### Data in this exercise
(begin)

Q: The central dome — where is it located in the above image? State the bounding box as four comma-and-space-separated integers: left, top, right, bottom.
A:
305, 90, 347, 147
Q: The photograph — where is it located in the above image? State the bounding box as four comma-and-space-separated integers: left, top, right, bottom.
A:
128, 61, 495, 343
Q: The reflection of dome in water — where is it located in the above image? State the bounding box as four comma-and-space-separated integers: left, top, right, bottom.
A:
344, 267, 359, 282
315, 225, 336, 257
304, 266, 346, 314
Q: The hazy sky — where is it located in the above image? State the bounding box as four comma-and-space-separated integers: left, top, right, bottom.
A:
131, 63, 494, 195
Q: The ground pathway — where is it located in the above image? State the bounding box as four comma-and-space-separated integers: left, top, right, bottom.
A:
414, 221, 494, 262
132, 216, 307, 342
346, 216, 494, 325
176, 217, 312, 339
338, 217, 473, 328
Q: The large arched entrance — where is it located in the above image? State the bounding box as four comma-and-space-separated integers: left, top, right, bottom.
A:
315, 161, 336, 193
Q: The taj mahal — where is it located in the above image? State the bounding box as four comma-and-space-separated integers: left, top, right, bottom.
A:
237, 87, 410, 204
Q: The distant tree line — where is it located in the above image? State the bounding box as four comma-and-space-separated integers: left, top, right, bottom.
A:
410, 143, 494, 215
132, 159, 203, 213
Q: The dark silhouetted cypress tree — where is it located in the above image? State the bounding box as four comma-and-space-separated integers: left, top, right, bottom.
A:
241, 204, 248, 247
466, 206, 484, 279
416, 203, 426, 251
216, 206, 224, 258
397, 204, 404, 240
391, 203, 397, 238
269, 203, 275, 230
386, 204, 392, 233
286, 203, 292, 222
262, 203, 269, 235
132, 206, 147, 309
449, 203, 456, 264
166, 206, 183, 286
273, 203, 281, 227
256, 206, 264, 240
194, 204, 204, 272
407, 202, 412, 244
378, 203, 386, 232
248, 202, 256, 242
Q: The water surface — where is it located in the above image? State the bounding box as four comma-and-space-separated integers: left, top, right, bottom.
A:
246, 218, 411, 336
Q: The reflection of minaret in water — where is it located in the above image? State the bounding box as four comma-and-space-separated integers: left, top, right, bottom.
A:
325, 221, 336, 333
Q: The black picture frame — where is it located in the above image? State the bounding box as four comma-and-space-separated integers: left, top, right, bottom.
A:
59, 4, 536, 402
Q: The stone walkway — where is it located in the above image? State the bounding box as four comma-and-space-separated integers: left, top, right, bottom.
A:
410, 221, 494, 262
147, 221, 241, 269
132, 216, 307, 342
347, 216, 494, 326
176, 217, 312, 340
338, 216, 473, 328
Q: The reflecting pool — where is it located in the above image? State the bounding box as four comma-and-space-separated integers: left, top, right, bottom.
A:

(end)

### Task details
Nothing in the listing may be changed; retype it all exactly.

### Solution to this problem
Q: The central dome — where is it located in the above image? State the bounding box as four comma-and-space-separated integers: left, top, right, bottom.
A:
305, 90, 347, 147
Q: The photograph — where is it located in the above image? State the bounding box as four comma-and-space-separated integers: left, top, right, bottom.
A:
128, 61, 495, 343
Q: The reflection of dome in water — where is it located in the above image? State the bounding box as four comma-and-space-separated integers: left, top, right, bottom.
A:
344, 267, 359, 282
315, 225, 336, 257
304, 266, 346, 314
Q: The hazy sky — where is it located in the above image? State the bounding box as four comma-and-space-separated integers: left, top, right, bottom.
A:
131, 63, 494, 195
Q: The ground pathway — where is it located in the above image? State the bounding box as four comma-and-space-separated integers: left, top, right, bottom.
A:
414, 221, 494, 262
132, 216, 307, 342
346, 216, 494, 325
176, 217, 312, 339
338, 217, 473, 328
Q: The large arched entrance — where is it located in the above image? State the bounding box as four comma-and-space-separated integers: left, top, right, bottom.
A:
315, 161, 336, 193
Q: The taj mahal — where is it located in the above image? State the bounding box as four comma-and-space-separated integers: left, top, right, bottom.
A:
237, 87, 410, 204
Q: The distant tree line — where is it located in the above image? State the bounding box as four comma-and-space-separated integers: left, top, right, bottom.
A:
410, 143, 494, 215
132, 159, 203, 213
Q: The dark silhouetted cypress tree — where is it located in the above image? State the bounding box as four comma-and-space-separated integers: left, top, right, bottom.
A:
241, 204, 248, 247
466, 206, 484, 279
416, 203, 426, 251
216, 206, 224, 258
397, 204, 404, 240
391, 203, 397, 238
269, 203, 275, 230
386, 204, 392, 233
286, 203, 292, 222
262, 203, 269, 235
132, 206, 147, 309
449, 203, 456, 264
166, 206, 183, 286
273, 203, 281, 227
256, 206, 264, 240
194, 204, 204, 272
407, 202, 412, 244
378, 203, 386, 232
248, 202, 256, 242
Q: The water surface — where is it located in the above image? State the bounding box as four comma-and-space-separated integers: left, top, right, bottom.
A:
246, 218, 411, 336
Q: The reflection of minaret in water — where is it located in the above image? State the bounding box as four comma-and-space-separated integers: left, top, right, bottom.
A:
325, 221, 336, 333
Q: The black picture frame — where is it located in the above image? State the bounding box as four comma-and-space-separated integers: left, top, right, bottom.
A:
59, 4, 536, 402
Q: The stone walkway — where is it located in the above image? State the bounding box as four comma-and-space-separated integers: left, top, right, bottom.
A:
410, 221, 494, 262
147, 221, 241, 269
132, 216, 307, 342
347, 216, 494, 326
176, 217, 312, 340
338, 216, 473, 328
Q: The reflecting pool — where is it located in the above image? State the bounding box as four comma-and-space-separated integers: left, top, right, bottom.
A:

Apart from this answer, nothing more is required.